> **OBJECTIVE**
Report every line in the records below that contains the word "white", copying each such line in full.
****************************************
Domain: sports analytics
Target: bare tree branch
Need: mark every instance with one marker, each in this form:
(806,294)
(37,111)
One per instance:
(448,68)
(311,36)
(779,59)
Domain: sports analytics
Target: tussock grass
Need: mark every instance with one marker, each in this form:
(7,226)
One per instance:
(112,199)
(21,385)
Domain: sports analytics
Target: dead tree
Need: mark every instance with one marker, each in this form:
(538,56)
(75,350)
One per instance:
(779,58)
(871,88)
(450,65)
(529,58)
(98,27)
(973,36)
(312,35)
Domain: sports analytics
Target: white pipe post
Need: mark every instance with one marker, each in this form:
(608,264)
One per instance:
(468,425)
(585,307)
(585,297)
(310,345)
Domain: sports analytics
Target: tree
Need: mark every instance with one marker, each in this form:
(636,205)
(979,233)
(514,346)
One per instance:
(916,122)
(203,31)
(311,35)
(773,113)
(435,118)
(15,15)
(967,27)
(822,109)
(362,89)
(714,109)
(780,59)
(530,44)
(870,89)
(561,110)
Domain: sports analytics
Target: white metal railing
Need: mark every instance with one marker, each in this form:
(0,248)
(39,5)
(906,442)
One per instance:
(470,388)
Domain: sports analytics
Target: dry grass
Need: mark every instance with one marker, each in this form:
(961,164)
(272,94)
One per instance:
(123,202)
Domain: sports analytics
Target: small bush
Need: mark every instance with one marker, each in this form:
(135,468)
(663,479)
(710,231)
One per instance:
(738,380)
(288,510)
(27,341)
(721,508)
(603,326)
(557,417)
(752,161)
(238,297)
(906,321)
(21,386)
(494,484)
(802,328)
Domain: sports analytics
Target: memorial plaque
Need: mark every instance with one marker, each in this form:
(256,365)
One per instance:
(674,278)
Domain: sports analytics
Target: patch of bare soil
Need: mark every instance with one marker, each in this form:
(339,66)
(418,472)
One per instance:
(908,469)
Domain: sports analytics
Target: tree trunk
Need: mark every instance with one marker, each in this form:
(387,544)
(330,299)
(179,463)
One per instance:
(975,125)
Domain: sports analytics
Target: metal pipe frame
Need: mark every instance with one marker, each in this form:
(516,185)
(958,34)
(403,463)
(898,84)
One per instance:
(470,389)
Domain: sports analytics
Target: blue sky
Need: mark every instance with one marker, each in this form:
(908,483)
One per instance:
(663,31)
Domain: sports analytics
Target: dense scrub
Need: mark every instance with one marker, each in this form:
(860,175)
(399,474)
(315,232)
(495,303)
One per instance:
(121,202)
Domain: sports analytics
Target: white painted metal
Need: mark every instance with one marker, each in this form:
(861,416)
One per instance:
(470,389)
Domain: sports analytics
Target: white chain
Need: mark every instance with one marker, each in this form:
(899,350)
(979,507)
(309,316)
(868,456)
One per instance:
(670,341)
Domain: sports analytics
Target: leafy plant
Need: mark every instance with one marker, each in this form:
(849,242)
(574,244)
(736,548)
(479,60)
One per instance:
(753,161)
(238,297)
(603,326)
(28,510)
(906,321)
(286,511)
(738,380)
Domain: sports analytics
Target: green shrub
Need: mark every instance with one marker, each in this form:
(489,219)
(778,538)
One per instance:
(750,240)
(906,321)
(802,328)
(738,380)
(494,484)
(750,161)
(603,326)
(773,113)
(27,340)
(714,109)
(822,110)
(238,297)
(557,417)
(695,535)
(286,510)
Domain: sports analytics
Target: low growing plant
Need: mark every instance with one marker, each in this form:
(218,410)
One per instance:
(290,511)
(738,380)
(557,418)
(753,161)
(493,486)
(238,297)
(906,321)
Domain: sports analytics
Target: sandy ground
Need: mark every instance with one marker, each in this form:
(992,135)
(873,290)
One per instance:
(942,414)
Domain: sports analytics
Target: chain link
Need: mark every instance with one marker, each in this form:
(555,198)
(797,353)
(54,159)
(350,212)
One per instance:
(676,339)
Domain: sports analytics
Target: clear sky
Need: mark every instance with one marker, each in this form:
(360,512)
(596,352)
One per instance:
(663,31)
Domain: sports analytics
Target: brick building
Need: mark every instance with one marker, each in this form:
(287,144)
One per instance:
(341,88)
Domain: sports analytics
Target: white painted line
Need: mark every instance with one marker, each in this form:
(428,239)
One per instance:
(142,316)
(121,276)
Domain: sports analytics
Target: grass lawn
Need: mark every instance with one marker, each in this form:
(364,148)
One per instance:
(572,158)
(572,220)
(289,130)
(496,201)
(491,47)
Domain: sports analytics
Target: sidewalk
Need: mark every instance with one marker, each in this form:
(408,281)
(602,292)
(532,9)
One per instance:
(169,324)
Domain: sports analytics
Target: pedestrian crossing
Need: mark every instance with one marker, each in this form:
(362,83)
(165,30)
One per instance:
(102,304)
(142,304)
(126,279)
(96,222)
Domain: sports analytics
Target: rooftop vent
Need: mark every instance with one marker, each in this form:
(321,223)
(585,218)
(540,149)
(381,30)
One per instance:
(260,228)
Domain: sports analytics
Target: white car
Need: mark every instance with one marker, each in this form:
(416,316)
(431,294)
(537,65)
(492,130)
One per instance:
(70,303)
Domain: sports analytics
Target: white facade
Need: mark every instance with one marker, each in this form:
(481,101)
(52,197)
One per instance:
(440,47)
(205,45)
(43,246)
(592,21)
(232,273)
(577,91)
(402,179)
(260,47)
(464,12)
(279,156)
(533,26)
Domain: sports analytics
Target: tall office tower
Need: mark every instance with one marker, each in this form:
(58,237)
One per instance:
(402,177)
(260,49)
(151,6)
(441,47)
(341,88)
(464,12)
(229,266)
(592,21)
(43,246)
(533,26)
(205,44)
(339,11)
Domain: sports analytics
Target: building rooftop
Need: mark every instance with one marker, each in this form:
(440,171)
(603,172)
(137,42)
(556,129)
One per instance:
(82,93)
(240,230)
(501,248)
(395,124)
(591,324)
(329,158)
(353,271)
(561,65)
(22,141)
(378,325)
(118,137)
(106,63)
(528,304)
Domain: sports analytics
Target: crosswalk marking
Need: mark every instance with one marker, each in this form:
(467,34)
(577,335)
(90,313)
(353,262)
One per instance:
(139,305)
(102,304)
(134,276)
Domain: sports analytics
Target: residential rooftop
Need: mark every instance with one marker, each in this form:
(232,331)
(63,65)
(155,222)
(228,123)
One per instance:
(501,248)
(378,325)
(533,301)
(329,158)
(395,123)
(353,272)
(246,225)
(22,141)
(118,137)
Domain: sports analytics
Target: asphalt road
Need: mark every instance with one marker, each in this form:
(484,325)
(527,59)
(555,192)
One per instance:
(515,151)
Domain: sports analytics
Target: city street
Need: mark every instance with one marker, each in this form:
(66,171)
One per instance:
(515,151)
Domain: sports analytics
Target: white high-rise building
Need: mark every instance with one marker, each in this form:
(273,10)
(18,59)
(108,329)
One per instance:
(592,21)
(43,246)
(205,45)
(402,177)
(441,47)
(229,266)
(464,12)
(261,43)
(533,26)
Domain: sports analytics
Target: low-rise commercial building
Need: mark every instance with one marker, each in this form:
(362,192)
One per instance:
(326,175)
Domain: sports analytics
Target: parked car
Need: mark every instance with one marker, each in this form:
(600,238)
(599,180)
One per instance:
****************************************
> **EXERCISE ANSWER**
Target: white pipe post
Target: white metal railing
Target: white painted metal
Target: white chain
Target: white painted line
Target: white car
Target: white facade
Target: white high-rise building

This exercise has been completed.